* _Your task_:
Put every line of the material below into a numbered list, skipping any blank lines. Leave the pictures out of your answer.

* _Source material_:
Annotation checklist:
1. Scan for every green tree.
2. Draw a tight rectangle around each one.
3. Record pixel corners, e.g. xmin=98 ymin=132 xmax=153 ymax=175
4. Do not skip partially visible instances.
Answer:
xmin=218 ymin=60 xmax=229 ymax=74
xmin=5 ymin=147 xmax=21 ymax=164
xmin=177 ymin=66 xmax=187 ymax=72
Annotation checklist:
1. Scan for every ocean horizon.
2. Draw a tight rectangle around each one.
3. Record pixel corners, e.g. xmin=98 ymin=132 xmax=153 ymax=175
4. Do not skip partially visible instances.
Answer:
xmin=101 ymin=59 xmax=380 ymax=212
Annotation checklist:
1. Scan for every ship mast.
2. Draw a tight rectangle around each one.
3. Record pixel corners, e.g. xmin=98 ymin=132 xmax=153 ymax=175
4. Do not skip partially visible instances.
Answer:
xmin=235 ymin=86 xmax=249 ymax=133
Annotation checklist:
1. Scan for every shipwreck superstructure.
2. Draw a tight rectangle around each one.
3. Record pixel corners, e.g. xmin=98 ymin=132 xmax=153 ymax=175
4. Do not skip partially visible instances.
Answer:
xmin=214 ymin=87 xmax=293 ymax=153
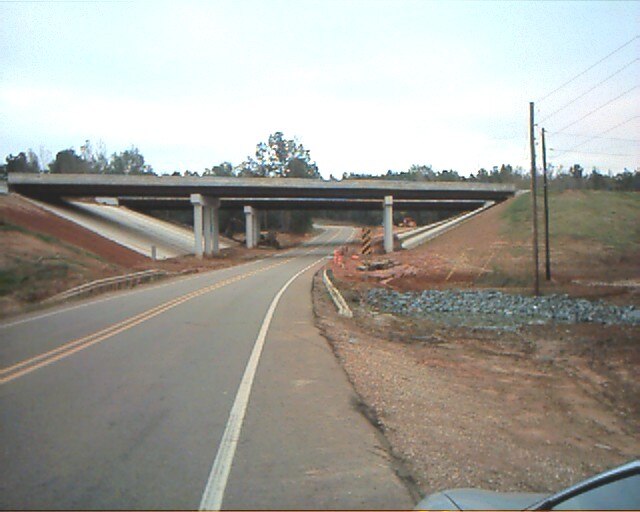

* _Expected answer_:
1. Annotation checklist:
2. 1. Scan for every green tree.
3. 2. Draw a tight rectangle around each one.
4. 3. Record pixel corners, e.g. xmin=98 ymin=132 xmax=153 ymax=175
5. 4. Do not skip partially visible instances.
6. Answer:
7. xmin=218 ymin=60 xmax=229 ymax=74
8. xmin=5 ymin=147 xmax=21 ymax=164
9. xmin=177 ymin=66 xmax=187 ymax=72
10. Annotation checklist:
11. 1. Scan for every ocean horizon.
12. 2. Draw a tight rectangle around each one.
13. 3. Record pixel corners, e.g. xmin=98 ymin=132 xmax=153 ymax=175
14. 4. Do not skip partially visible instances.
15. Answer:
16. xmin=101 ymin=59 xmax=380 ymax=212
17. Annotation checklist:
18. 1. Scan for every ship mast.
19. 2. Draw a tight rectangle around each one.
20. 3. Record pixel corners, e.g. xmin=98 ymin=132 xmax=153 ymax=175
21. 4. Do not skip partially visible instances.
22. Answer:
23. xmin=235 ymin=86 xmax=249 ymax=133
24. Annotation checklist:
25. 1. Scan for every shipwreck superstructure.
26. 2. Draw a tight rectangle around each one.
27. 3. Record pixel corners, e.g. xmin=98 ymin=132 xmax=153 ymax=175
28. 4. Do not skip partially visible instances.
29. Answer:
30. xmin=214 ymin=87 xmax=293 ymax=153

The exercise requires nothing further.